─── Textauszug ───

Zwar wurde das Hochschulrahmengesetz von 2002 mit Entscheidung des Zweiten Senats des Bundesverfassungsgerichts am 27. Juli 2004 in einer 5:3 Mehrheitsentscheidung für verfassungswidrig und damit nichtig erklärt, dies bedeutete aber nicht die Verfassungswidrigkeit der Juniorprofessur sondern schränkte lediglich den Gesetzgebungsspielraum des Bundes in Bildungsangelegenheiten ein. Am 31. Dezember 2004 trat die sogenannte Reparaturnovelle (HdaVÄndG) in Kraft, die die Juniorprofessur als Personalkategorie bestätigt, aber den Ländern weitergehenderen Spielraum bei der Ausgestaltung der Juniorprofessur und bei der Beibehaltung der Habilitation lässt, als das Hochschulrahmengesetz von 2002.

─── Gegebene Daten ───

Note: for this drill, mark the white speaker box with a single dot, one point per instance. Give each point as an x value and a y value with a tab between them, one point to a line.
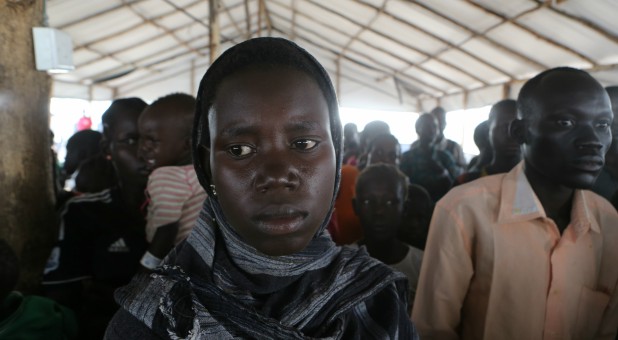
53	50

───

▶ [Schriftliche Aufgaben]
• 1. Fassen Sie den Absatz des Textauszugs, der mit „Zwar wurde das Hochschulrahmengesetz von 2002“ beginnt, als knappe Stichpunktliste zusammen, ohne wesentliche Fakten wegzulassen.
• 2. Wann trat laut Textauszug die Reparaturnovelle (HdaVÄndG) in Kraft?

▶ [Die Ergebnisse]
• 1.
- Der Zweite Senat des Bundesverfassungsgerichts erklärte das Hochschulrahmengesetz von 2002 am 27. Juli 2004 mit 5:3 Stimmen für verfassungswidrig und nichtig.
- Die Juniorprofessur war dadurch nicht verfassungswidrig. Eingeschränkt wurde nur der Gesetzgebungsspielraum des Bundes in Bildungsangelegenheiten.
- Am 31. Dezember 2004 trat die Reparaturnovelle (HdaVÄndG) in Kraft.
- Sie bestätigt die Juniorprofessur als Personalkategorie. Den Ländern lässt sie mehr Spielraum als das Gesetz von 2002, und zwar bei der Ausgestaltung der Juniorprofessur und bei der Beibehaltung der Habilitation.

• 2. Am 31. Dezember 2004.